- _Selected extract_:

·····

United States of America

1940 –

  • Details

    Media category
    Materials used
    synthetic polymer paint and mixed media on canvas
    174.0 x 156.2 cm
    Signature & date

    Signed and dated l.l. verso, pencil and paint "Mernet Larsen/ 2016".

    Patricia Lucille Bernard Bequest Fund 2016
    Not on display
    Accession number
    © Mernet Larsen

    Reproduction requests

    Artist information
    Mernet Larsen

    Works in the collection


  • About

    Born in 1940, Mernet Larsen studied at the University of Florida (1958-62) and Indiana University (1963-65). Except for a brief period in the 1970s, when she intermittently lived and worked in New York City, Larsen has based her practice in Tampa, where she holds the position of Emeritus Professor at the University of Southern Florida.

    Larsen’s earliest works, dating to the late 1950s and early 1960s, rejected abstract expressionism, which dominated the market as well as painting schools at the time, and developed what has been described as a conceptual approach to figurative painting. Depicting ordinary subjects observed in her daily life, Larsen’s paintings were had less concerned with a desire to “express” herself than with analysing the things she experienced. “My life was fairly mundane at that point,” Larsen reflected in 2015, “I was living at home. So I didn’t want to express my life, I wanted to giving meaning to my life. It had to be a constructed thing.”(1) Couches, tables and other banal domestic objects, which have recurred throughout her practice, first appeared in Larsen’s work at this time.

    In the early 1980s, Larsen had two important art encounters that prompted significant developments in her work. Firstly, between 1980 and 1983, she studied Renaissance painting and became interested in the practice of making preliminary, highly geometric sketches of the human figure as well as in Vermeer’s use of monochromatic underpainting (grisaille). This prompted her to make several paintings of geometric figures in highly reductive palletes. Subsequently, in 1984, Larsen viewed the Malevich retrospective at the Museum of Modern Art and also became interested in the work of El Lissitzky. Intrigued by the allusive potential of the artists’ non-objective compositions, she addressed them as Rorschach ink blots, or floorplans, and began creating works that reprised the original paintings as quasi-figurative, narrative compositions.

·····

- _Data records_:
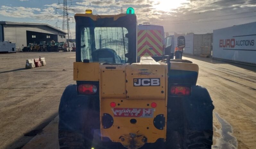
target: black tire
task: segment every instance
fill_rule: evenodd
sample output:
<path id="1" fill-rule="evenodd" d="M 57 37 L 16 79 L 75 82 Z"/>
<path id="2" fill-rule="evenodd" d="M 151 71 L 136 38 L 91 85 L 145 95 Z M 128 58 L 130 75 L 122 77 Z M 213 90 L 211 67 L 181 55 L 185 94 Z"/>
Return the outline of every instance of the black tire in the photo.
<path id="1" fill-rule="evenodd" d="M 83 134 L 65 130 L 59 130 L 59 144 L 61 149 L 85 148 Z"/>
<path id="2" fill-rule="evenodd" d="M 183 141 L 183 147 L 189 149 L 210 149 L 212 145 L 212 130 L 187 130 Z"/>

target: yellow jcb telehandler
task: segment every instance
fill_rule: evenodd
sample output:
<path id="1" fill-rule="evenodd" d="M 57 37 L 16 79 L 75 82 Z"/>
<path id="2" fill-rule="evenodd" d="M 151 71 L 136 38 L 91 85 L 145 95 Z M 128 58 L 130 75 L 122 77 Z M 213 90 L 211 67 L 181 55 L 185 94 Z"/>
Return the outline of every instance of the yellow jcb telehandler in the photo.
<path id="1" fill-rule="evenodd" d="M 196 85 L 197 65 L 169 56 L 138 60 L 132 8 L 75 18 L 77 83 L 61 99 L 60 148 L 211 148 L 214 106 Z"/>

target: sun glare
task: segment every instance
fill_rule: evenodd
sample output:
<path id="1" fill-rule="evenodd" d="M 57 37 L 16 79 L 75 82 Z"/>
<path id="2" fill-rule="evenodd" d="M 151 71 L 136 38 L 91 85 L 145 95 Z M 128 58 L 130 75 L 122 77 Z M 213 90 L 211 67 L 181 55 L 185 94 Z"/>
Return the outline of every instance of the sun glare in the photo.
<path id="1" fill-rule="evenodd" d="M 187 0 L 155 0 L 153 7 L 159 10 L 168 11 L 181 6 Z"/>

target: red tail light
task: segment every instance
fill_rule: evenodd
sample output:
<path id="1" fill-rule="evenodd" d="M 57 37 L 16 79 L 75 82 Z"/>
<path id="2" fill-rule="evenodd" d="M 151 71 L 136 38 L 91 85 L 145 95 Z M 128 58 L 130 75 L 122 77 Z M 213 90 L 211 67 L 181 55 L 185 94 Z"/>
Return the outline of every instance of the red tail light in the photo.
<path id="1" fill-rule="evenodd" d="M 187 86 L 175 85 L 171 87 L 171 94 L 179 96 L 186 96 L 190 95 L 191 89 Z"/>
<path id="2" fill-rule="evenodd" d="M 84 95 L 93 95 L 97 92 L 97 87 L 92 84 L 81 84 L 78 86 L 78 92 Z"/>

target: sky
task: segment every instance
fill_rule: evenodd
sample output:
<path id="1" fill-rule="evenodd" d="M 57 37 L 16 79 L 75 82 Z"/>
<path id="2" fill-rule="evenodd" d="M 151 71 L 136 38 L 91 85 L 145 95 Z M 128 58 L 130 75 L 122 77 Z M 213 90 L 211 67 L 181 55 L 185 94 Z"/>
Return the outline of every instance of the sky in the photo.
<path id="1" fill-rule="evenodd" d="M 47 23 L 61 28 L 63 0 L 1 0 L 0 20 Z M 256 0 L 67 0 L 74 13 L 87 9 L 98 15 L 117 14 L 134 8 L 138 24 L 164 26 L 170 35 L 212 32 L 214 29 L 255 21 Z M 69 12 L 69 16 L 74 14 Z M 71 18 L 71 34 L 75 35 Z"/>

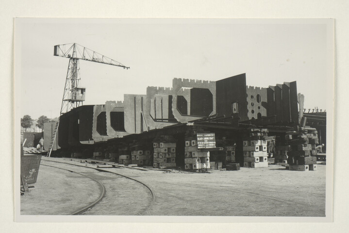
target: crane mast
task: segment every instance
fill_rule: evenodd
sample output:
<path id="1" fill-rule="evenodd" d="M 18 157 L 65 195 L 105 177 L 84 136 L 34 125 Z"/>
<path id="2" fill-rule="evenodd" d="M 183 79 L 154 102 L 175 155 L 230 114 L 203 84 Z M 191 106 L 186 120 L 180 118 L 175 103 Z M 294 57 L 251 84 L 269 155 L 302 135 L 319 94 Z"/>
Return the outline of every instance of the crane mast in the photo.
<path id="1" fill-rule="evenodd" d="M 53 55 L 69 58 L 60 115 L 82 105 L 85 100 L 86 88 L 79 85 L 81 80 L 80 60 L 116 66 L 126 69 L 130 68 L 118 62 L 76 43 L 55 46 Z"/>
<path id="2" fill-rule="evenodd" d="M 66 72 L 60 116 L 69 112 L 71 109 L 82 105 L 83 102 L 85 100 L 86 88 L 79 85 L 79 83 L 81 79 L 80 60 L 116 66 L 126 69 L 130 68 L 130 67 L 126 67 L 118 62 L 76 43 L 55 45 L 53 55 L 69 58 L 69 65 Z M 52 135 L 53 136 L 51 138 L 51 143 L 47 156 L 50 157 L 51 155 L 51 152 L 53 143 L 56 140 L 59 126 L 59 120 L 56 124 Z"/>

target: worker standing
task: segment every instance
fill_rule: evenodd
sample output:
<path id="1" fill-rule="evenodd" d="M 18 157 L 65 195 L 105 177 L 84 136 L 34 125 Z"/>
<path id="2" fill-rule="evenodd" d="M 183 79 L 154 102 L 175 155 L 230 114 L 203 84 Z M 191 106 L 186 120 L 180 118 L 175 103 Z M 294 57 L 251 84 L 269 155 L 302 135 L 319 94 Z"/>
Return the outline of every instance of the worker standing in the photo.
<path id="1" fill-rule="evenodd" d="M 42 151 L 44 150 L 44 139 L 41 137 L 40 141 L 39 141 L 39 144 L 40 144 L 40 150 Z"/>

·····

- _Written problem 1_:
According to the Mernet Larsen biography, which artist's retrospective did Larsen see at the Museum of Modern Art in 1984?
- _Written problem 2_:
Continue the Mernet Larsen biography from its last sentence.

- _Task result 1_:
A Malevich retrospective.

- _Task result 2_:
    In 1986, Larsen spent 6 weeks in Japan where she was inspired by 9th-12th Century narrative scrolls, especially those found in the Kitano and Genji Shinto shrines. The shifting perspective in these scrolls and their schematic approach to composition has continued to influence her paintings to the present day. They also elicited a desire to make her paintings more tactile and gave rise to her incorporation of painted paper elements on the surface of her canvas.

    A turning point in Larsen’s career occurred around 2000. In the artist’s words:
    “I decided that I wanted to paint old-fashioned narrative paintings with volume and depth and the essences of significant actions. I developed a longing for pictures evoking a classical sense of permanence, solidity, in the spirit of 15th century Italian painting. But I knew these paintings would have to be statements of longing, of recognition that essences must be constructed, not uncovered. They would have to be makeshift contraptions, taking into consideration the issues I had been dealing with for the previous 40 years.”(2)

    In her post-2000 work, Larsen might be said to have processed the conventions of narrative, representational painting without becoming a representational artist. In fact, the artist describes her paintings as “analogs” rather than “representations”, aligning her work, as John Yao has observed, with the late figurative paintings of Philip Guston.

    In her most recent works Larsen has confidently brought together many of the disparate sources that have informed her practice and experimented with different approaches to perspective. ‘Punch’, reprises one of the key subjects of the artist’s oeuvre, people gathered around tables, and has a special significance in that it is based on the artist’s own photograph of her family reunion. It employs reverse perspective (wherein objects appear larger as they are further away) and a reductive, geometric treatment of the figure to transform a banal domestic ritual into a comical, yet disconcerting image. Despite our immediate recognition of the type of event depicted, it simultaneously feels completely alien. As John Yau wrote of the sensation of viewing Larsen’s work “it’s as if we have never seen anything like them before… Seeing becomes a kind of detective work, searching for clues while sorting through the visual evidence. This is the undeniable power of Larsen’s work — she endows ubiquitous occurrences with an oddness that, on the surface of things, seems logical.”(3) For Larsen, this uncanny quality relates to the formation of memory. She has described wanting her pictures to be places where “time stopped…As if I were leaving this life and had to take with me only a very few concrete images… not good, not bad, just what stood out. Not ephemeral, not photo or film-like, but memory turned into object, monumentalised.”(4)

    1. Mernet Larsen, quoted in Priscilla Frank, ‘Meet Mernet Larsen, a 75-year-old painting who’s hosting her first art show in L.A.’, The Huffington Post, 3 March 2015, http://www.huffingtonpost.com.au/entry/mernet-larsen_n_6771164, viewed 14 September 2016.
    2. Mernet Larsen, quoted in John Yao, ‘Mernet Larsen’, Damiani, Bologna, 2013, p.9.
    3. Yao, op. cit, p.11.
    4. ibid, p.9.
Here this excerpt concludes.